Stored items from a collection

________

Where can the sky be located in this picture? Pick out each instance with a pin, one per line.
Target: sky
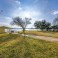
(35, 9)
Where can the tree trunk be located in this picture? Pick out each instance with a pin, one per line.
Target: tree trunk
(24, 32)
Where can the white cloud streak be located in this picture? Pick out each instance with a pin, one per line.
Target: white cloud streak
(55, 12)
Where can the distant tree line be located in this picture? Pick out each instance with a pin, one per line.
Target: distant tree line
(42, 25)
(47, 26)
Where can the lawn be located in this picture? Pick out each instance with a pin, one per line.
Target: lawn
(15, 46)
(43, 33)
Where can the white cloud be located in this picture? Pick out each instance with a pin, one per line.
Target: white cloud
(18, 2)
(55, 12)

________

• [What is required]:
Transcribe, word for word, every line from the one containing "Target: distant tree line" through the final line of the entries, and nothing else.

• [Response below]:
Target: distant tree line
(42, 25)
(47, 26)
Where can the lawn be located in this picture? Pick out each instance with a pin, one per line.
Target: lawn
(15, 46)
(43, 33)
Where can the white cloud be located in this picture? Pick out each instance with a pin, one per line.
Target: white cloud
(18, 2)
(55, 12)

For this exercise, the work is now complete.